_ACTIVITY LIST_
a: Answer these questions from the book reviews, marking each answer (i), (ii) or (iii) to match:
(i) Whose story does the first review say does the job better?
(ii) What rating does the second review give?
(iii) Which poem supplies the refrain line that the book turns out to meditate on?
b: In the book reviews, condense the paragraph that begins "Some artists are driven" into two sentences, keeping its main points.
c: Using the book reviews, explain in one to three sentences why the reviewer of the second review says they crave the work of artists who pursue strangeness.

However, though this book is entertaining, erudite, and thought-provoking, it doesn't do the job nearly as well as Salzman's hilarious story. The conceit is ultimately pretentious, and its melancholy narrator isn't very interesting.

Rating: 5 stars
Summary: A different way.
Review: Markson quotes a conversation between an unnamed critic and Picasso. Critic: You can actually draw so beautifully. Why do you spend all your time making these queer things? Picasso: That's why.

Some artists are driven to find a different way. The older I get and the more conventional stories I have under my belt, the more I crave the work of these artists, for whom the pursuit of strangeness is a powerful mandate. I don't mean the merely weird or ugly--I'm talking about doing something new, or else finding a way to uncover the oddness in ordinary life. Overfamiliarity with the world is suffocating.

THIS IS NOT A NOVEL is a sly book. It appears to be little more than a miscellany of notes from Markson's reading, mixed with a few stray thoughts on the nature of this book he's writing. By the third page we know that he wants it to be characterless and plotless, "yet seducing the reader into turning pages nonetheless." I, for one, turned the pages happily, borne along by the flow of anecdote. But gradually in became apparent that what I was reading, finally, was an odd meditation on the phrase "timor mortis conturbat me"--refrain line from a poem by William Dunbar, "Lament for the Makers" [15th C.] The fear of death disturbs me. This is a novel about a writer trying to shake of the chill of approaching death. A strangely moving work.

_SUPPLIED RECORDS_
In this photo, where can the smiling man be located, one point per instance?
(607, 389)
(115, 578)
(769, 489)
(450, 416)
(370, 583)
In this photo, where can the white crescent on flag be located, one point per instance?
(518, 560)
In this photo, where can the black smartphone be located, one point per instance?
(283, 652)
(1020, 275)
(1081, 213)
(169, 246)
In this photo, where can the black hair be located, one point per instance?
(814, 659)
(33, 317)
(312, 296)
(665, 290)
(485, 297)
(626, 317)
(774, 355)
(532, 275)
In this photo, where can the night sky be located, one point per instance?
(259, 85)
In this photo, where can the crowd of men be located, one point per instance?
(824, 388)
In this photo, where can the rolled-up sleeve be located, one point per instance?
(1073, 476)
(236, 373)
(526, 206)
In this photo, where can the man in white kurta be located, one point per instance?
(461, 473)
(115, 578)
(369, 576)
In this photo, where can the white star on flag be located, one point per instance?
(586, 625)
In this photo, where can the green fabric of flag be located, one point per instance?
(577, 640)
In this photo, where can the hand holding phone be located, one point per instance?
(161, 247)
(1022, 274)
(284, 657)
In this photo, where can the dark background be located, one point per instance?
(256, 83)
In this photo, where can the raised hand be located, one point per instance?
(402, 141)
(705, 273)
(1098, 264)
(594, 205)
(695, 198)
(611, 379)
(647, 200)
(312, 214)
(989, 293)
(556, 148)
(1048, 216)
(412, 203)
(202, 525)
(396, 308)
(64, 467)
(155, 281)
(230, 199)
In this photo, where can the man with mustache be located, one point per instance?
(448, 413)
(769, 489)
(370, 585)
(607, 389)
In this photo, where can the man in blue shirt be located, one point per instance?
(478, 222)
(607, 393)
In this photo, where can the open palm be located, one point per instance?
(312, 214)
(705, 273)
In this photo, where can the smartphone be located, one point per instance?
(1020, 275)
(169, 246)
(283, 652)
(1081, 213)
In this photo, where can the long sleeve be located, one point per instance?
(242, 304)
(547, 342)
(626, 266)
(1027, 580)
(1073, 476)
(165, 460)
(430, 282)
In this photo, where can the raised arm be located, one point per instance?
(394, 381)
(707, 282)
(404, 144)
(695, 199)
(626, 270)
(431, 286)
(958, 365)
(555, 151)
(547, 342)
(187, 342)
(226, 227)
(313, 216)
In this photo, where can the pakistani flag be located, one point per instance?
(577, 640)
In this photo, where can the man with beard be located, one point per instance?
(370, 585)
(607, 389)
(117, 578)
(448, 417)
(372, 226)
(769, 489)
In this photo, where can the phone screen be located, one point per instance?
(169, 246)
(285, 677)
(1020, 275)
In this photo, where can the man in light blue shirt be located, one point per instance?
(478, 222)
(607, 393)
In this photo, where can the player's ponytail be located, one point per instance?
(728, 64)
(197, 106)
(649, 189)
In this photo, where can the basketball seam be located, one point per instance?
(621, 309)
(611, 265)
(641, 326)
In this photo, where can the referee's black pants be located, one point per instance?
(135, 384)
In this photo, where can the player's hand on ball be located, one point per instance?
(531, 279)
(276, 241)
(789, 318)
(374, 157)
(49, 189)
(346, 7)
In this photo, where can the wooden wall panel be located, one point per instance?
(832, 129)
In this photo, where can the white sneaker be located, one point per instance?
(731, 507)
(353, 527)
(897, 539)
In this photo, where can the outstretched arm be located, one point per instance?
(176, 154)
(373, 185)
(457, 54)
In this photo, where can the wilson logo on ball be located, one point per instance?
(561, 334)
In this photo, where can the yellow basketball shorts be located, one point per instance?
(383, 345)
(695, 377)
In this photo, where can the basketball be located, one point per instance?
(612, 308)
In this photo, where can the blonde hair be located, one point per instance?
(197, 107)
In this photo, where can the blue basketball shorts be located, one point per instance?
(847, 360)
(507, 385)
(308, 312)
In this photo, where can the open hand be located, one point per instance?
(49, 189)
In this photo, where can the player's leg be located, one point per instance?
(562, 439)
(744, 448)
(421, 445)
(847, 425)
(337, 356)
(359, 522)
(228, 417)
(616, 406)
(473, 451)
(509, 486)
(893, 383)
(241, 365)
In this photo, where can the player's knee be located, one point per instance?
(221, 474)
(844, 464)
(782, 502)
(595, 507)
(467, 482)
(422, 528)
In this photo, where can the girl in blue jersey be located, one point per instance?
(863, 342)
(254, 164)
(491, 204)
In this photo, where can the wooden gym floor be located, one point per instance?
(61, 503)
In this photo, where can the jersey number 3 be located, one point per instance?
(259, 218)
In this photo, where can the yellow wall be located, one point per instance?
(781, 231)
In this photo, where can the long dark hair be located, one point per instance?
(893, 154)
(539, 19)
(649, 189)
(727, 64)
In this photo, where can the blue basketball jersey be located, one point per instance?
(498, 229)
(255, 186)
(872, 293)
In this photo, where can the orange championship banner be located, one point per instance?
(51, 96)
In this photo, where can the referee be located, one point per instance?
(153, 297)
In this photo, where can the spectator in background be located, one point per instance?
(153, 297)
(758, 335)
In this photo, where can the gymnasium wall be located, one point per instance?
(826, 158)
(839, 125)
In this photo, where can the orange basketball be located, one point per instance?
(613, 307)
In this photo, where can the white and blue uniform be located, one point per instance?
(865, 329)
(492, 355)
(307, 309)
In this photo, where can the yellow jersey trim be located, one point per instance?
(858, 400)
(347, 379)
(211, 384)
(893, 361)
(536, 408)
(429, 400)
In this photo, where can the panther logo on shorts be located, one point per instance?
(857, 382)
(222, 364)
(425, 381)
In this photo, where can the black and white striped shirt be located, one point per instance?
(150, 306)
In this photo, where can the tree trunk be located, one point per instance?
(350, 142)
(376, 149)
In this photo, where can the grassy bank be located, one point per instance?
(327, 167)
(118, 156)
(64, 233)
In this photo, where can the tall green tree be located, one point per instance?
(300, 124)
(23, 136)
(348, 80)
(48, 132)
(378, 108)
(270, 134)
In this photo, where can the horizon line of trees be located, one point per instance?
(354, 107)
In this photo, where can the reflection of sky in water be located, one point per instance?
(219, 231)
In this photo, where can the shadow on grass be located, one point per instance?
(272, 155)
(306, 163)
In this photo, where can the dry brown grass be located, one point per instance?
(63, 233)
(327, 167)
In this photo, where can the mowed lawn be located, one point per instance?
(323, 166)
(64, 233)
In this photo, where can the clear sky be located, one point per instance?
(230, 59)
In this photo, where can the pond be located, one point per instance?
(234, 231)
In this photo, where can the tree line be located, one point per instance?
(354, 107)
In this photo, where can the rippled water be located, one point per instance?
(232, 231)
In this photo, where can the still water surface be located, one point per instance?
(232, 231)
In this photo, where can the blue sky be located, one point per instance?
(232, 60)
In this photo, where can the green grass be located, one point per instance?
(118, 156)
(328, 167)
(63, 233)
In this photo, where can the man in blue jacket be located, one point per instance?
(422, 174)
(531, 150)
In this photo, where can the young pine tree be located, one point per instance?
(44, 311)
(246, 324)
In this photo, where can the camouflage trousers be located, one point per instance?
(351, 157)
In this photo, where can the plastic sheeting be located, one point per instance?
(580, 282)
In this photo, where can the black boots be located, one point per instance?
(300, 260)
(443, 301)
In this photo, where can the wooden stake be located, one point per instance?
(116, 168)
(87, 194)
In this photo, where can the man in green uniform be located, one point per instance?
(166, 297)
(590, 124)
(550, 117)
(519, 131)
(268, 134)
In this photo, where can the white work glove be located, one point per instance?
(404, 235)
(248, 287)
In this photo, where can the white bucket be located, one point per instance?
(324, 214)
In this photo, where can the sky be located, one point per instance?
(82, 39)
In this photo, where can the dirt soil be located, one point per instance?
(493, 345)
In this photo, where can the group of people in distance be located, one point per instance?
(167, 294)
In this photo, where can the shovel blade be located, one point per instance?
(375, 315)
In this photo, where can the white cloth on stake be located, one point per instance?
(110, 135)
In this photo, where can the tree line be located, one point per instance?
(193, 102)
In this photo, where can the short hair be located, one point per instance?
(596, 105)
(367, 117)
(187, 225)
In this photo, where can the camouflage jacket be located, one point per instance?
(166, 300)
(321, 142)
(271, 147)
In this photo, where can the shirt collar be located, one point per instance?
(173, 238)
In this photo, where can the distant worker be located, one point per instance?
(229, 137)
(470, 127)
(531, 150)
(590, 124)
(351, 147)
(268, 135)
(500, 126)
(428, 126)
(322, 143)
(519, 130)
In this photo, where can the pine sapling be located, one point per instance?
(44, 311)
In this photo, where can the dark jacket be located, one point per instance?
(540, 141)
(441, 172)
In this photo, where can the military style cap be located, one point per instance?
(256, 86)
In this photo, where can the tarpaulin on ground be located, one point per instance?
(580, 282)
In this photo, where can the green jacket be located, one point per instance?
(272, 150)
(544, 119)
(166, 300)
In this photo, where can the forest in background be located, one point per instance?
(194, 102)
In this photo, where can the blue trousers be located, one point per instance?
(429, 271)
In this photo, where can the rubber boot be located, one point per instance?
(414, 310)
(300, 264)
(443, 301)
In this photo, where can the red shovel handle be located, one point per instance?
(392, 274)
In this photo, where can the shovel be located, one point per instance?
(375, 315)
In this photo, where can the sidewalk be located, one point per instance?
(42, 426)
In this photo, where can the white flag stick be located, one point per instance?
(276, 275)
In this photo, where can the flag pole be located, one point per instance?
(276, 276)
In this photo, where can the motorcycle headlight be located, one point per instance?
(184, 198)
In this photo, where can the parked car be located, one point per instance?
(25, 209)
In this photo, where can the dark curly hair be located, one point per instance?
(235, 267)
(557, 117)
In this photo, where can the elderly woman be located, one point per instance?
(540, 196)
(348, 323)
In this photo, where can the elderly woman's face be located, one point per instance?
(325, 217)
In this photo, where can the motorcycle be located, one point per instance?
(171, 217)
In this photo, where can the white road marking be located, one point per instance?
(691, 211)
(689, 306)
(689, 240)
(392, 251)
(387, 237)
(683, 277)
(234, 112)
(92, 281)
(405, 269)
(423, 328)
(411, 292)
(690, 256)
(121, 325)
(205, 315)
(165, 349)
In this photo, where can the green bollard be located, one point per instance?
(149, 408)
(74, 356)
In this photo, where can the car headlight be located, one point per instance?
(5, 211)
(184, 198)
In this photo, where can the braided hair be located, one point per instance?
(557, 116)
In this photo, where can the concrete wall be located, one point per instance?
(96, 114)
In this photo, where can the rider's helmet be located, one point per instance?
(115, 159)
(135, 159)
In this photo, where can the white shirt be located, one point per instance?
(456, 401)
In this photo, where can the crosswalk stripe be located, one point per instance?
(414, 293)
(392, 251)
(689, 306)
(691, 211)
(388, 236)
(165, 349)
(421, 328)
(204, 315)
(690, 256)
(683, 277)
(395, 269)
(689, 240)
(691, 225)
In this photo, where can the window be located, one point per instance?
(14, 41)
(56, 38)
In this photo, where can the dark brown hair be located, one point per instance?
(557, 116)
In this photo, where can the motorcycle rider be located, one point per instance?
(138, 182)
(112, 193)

_SOLVED PROBLEMS_
a:
(i) Salzman's
(ii) 5 stars
(iii) "Lament for the Makers" by William Dunbar

b: Some artists seek a different way, and as the reviewer gets older and reads more conventional stories, the craving for their pursuit of strangeness grows: not the merely weird or ugly, but doing something new or uncovering the oddness in ordinary life. The reviewer finds overfamiliarity with the world suffocating.

c: The craving grows as the reviewer gets older and has more conventional stories under their belt. They find overfamiliarity with the world suffocating, so they value work that does something new or uncovers the oddness in ordinary life.